EXTRAIT:
= = =
ACPR/297/2023 du 27.04.2023 sur ONMMP/422/2023 ( MP ) , ADMIS

Descripteurs : ORDONNANCE DE NON-ENTRÉE EN MATIÈRE;DIFFAMATION;DÉNONCIATION CALOMNIEUSE;INTENTION
Normes : CPP.310; CP.174; CP.303

république et

canton de Genève

POUVOIR JUDICIAIRE

P/19810/2022 ACPR/297/2023

COUR DE JUSTICE

Chambre pénale de recours

Arrêt du jeudi 27 avril 2023

 

Entre

A______, domicilié ______, comparant par Me Vanessa GREEN, avocate, GREEN Avocats, rue Ferdinand-Hodler 9, 1207 Genève,

recourant,

contre l'ordonnance de non-entrée en matière rendue le 3 février 2023 par le Ministère public,

et

LE MINISTÈRE PUBLIC de la République et canton de Genève, route de Chancy 6B, 1213 Petit-Lancy, case postale 3565, 1211 Genève 3,

intimé.


EN FAIT :

A. a. Par acte expédié le 16 février 2023, A______ recourt contre l'ordonnance du 3 précédent, communiquée par pli simple, par laquelle le Ministère public a décidé de ne pas entrer en matière sur sa plainte.
= = =
OBJECTIF DE LA TÂCHE: D'après l'extrait, à quelle date le Ministère public a-t-il rendu l'ordonnance de non-entrée en matière ? Les lignes ci-dessous forment un matériau distinct, sans rapport avec l'extrait.
= = =
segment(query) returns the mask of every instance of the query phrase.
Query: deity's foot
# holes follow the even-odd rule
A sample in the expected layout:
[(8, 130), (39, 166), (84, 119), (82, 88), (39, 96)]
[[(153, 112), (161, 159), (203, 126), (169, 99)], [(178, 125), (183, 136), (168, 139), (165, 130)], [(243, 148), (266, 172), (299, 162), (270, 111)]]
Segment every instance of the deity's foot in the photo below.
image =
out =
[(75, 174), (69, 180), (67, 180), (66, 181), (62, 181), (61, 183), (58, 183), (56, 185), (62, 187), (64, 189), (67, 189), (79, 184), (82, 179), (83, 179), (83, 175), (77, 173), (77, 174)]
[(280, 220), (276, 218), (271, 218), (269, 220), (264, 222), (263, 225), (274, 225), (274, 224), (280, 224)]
= = =
RÉSULTAT CI-DESSOUS: Le 3 février 2023.